▸ RECORDS SUPPLIED:
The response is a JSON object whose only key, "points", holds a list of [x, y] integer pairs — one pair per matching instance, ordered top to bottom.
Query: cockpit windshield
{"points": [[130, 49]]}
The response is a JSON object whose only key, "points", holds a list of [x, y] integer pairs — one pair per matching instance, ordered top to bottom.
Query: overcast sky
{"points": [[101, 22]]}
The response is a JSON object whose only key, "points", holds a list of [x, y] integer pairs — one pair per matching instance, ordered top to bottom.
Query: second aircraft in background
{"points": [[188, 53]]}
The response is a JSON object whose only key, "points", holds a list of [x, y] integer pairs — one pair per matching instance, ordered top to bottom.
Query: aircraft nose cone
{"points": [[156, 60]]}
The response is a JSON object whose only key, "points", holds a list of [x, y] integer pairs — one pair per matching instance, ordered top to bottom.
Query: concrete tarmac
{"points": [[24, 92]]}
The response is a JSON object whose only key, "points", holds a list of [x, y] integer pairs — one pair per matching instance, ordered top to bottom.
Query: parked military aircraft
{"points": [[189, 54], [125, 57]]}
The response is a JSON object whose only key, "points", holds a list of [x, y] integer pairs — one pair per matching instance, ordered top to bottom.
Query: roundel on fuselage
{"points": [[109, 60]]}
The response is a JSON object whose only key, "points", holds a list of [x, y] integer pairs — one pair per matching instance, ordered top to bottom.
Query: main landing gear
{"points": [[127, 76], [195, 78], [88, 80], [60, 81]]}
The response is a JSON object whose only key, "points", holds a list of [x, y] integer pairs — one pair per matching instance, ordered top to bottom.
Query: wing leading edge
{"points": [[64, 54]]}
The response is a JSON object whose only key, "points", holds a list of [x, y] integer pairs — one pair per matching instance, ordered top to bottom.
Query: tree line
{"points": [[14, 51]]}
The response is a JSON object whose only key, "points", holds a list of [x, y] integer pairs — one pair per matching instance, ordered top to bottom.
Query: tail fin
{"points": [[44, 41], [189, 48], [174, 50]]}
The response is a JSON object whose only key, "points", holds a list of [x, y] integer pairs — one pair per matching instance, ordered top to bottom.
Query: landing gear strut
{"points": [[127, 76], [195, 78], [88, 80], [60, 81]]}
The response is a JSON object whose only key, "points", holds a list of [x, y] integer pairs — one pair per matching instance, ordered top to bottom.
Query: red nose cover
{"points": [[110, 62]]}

▸ TO DO: Write out the data once more, word for word.

▸ FINAL ANSWER:
The response is a JSON object whose only key, "points", holds a list of [x, y] integer pairs — one pair per matching instance, ordered top to bottom.
Query: cockpit windshield
{"points": [[130, 49]]}
The response is a JSON object whose only key, "points", holds a list of [x, y] integer pairs — one pair per matching instance, ordered top to bottom.
Query: overcast sky
{"points": [[101, 22]]}
The response is a JSON object whose only key, "points", holds a list of [x, y] integer pairs — one pair per matching instance, ordered top to bottom.
Query: second aircraft in background
{"points": [[188, 53]]}
The response is a JSON object whose only key, "points", holds a list of [x, y] integer pairs — one pair per matching instance, ordered top to bottom.
Query: aircraft nose cone
{"points": [[156, 60]]}
The response is a JSON object whose only key, "points", holds a list of [x, y] integer pairs — one pair per matching instance, ordered top to bottom.
Query: concrete tarmac
{"points": [[24, 92]]}
The response is a JSON object whose only key, "points", holds a list of [x, y] integer pairs — one pair per matching instance, ordered top to bottom.
Query: parked military aircraft
{"points": [[189, 54], [125, 57]]}
The response is a JSON object whose only key, "points", holds a list of [x, y] integer pairs — one pair per matching instance, ordered top to bottom.
Query: roundel on fuselage
{"points": [[109, 60]]}
The response is a JSON object whose only key, "points", holds a list of [x, y] integer pairs — one pair per matching instance, ordered top to bottom.
Query: main landing gear
{"points": [[127, 76], [195, 78], [88, 80], [60, 81]]}
The response is a JSON object whose only key, "points", holds a list of [x, y] integer pairs — one pair per matching instance, ordered top to bottom.
Query: wing leading edge
{"points": [[64, 54]]}
The response is a JSON object whose only key, "points", holds a list of [x, y] integer pairs — one pair per matching instance, ordered top to bottom.
Query: tree line
{"points": [[14, 51]]}
The response is a JSON object whose only key, "points", holds a list of [x, y] integer pairs — one pair per matching instance, ordered top to bottom.
Query: tail fin
{"points": [[44, 41], [189, 48], [174, 50]]}
The response is a JSON object whose only key, "points", holds a list of [x, y] integer pairs — one pair per matching instance, ordered top to bottom.
Query: landing gear strut
{"points": [[127, 76], [195, 78], [88, 80], [60, 81]]}
The response is a JSON object whose only key, "points", holds a list of [x, y] integer pairs — one pair per matching instance, ordered top to bottom.
Query: red nose cover
{"points": [[110, 62]]}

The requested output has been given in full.